:: YOUR TASK ::
Copy exactly the last part of the entries, starting from the line with "TARGET = statue in niche" and including the final line.

:: Collection entries ::
※ ※ ※

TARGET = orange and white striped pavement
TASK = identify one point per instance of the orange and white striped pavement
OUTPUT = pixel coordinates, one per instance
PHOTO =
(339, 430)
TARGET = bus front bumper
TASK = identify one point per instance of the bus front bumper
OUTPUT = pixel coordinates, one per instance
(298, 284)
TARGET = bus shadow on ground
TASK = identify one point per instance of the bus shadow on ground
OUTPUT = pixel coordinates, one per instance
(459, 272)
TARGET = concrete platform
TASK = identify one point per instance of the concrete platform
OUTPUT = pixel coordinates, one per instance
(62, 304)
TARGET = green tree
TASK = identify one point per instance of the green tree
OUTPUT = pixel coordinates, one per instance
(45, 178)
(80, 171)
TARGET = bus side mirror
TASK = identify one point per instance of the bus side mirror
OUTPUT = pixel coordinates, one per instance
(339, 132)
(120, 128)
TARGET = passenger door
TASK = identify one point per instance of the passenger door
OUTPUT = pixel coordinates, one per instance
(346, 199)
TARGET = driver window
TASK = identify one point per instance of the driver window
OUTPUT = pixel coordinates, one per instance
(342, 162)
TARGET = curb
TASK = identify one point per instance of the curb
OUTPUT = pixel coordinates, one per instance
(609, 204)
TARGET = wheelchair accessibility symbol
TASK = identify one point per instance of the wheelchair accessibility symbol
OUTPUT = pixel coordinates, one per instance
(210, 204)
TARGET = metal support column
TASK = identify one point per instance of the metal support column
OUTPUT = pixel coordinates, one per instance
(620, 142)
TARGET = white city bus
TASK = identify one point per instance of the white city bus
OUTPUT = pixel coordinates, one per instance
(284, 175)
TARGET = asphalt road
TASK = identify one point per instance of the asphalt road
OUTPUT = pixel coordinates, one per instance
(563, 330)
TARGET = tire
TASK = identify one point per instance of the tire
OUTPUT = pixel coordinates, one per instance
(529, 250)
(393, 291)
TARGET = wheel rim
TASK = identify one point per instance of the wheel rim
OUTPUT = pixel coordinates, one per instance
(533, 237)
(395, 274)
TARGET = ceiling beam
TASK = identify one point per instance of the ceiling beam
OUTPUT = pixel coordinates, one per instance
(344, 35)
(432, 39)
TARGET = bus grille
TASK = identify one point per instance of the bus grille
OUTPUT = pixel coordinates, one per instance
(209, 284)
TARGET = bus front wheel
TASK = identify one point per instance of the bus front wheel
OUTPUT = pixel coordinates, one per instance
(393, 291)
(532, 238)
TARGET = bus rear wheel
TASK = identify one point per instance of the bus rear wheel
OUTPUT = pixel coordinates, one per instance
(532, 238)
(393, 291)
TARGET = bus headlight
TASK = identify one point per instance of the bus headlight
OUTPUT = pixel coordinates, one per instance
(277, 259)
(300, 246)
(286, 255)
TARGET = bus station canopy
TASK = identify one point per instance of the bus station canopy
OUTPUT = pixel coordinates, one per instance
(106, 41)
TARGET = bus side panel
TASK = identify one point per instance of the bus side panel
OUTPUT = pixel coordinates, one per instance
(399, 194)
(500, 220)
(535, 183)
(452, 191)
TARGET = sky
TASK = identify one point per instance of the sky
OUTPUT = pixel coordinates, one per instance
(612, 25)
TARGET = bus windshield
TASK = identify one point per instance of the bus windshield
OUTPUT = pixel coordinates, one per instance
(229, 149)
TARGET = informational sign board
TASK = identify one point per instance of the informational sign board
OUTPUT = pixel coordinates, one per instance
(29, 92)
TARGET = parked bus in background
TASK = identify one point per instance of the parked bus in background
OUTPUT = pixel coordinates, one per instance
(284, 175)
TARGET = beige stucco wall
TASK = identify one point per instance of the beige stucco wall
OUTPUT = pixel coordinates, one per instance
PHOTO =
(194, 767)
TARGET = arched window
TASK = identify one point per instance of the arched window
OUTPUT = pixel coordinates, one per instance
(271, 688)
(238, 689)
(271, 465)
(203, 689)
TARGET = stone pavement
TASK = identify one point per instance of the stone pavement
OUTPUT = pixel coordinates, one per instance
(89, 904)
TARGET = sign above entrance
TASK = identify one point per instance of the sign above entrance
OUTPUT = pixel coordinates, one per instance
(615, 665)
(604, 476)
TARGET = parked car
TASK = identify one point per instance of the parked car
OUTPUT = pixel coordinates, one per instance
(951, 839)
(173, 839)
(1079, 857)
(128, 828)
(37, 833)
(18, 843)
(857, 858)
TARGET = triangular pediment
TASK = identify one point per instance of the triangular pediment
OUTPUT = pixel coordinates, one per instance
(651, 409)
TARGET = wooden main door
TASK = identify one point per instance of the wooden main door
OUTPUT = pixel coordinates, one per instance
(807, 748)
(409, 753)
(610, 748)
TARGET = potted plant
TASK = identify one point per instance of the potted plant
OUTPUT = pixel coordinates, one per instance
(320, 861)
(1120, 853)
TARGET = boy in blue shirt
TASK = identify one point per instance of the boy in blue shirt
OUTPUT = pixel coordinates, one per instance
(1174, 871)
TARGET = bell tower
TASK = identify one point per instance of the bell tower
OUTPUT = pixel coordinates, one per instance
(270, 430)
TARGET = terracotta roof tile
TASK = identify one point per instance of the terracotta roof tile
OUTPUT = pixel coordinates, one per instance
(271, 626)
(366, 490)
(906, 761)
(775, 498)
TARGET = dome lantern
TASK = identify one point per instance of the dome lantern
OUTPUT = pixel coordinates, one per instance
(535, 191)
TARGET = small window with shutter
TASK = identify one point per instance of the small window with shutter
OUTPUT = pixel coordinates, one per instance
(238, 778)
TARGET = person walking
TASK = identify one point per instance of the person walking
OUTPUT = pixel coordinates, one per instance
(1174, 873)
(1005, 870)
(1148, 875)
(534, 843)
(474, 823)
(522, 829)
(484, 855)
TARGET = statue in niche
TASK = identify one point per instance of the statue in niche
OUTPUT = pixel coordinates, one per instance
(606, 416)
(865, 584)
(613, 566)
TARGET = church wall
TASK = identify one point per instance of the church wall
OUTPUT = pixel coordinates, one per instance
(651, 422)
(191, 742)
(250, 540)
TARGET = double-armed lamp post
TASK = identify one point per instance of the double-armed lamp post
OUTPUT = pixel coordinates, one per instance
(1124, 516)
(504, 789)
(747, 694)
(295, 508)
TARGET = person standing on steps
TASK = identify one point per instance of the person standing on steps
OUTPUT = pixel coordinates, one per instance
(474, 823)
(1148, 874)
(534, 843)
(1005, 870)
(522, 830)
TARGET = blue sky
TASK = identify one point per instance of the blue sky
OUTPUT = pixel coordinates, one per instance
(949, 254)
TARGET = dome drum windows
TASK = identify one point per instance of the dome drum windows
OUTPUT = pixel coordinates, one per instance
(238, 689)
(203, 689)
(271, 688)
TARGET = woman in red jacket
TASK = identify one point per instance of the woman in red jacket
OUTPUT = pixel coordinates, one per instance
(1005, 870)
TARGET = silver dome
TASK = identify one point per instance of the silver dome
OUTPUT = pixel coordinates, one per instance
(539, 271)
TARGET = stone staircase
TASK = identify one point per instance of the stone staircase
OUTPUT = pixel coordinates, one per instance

※ ※ ※

:: TASK RESPONSE ::
TARGET = statue in niche
TASK = identify one point per instance of the statue in niche
OUTPUT = pixel coordinates, one per instance
(606, 416)
(865, 584)
(613, 566)
TARGET = church wall
TASK = identify one point per instance of the church wall
OUTPUT = pixel coordinates, one per instance
(651, 422)
(191, 742)
(250, 540)
TARGET = double-armed lamp post
TASK = identify one point per instance of the double-armed lamp post
OUTPUT = pixel coordinates, one per instance
(1124, 516)
(504, 789)
(747, 694)
(295, 508)
TARGET = person standing on steps
TASK = identify one point per instance of the person standing on steps
OUTPUT = pixel coordinates, one per instance
(474, 823)
(1148, 874)
(534, 843)
(1005, 870)
(522, 830)
TARGET = blue sky
TASK = identify one point per instance of the blue sky
OUTPUT = pixel coordinates, one per instance
(949, 254)
TARGET = dome drum windows
TASK = identify one point per instance of the dome drum windows
OUTPUT = pixel coordinates, one per instance
(238, 689)
(203, 689)
(271, 688)
TARGET = woman in red jacket
TASK = identify one point per instance of the woman in red jacket
OUTPUT = pixel coordinates, one per instance
(1005, 870)
TARGET = silver dome
TASK = identify one point per instance of the silver dome
OUTPUT = pixel coordinates, one per instance
(539, 271)
TARGET = stone staircase
TASK = identify one point per instance of the stone staircase
OUTPUT = pixel coordinates, one per instance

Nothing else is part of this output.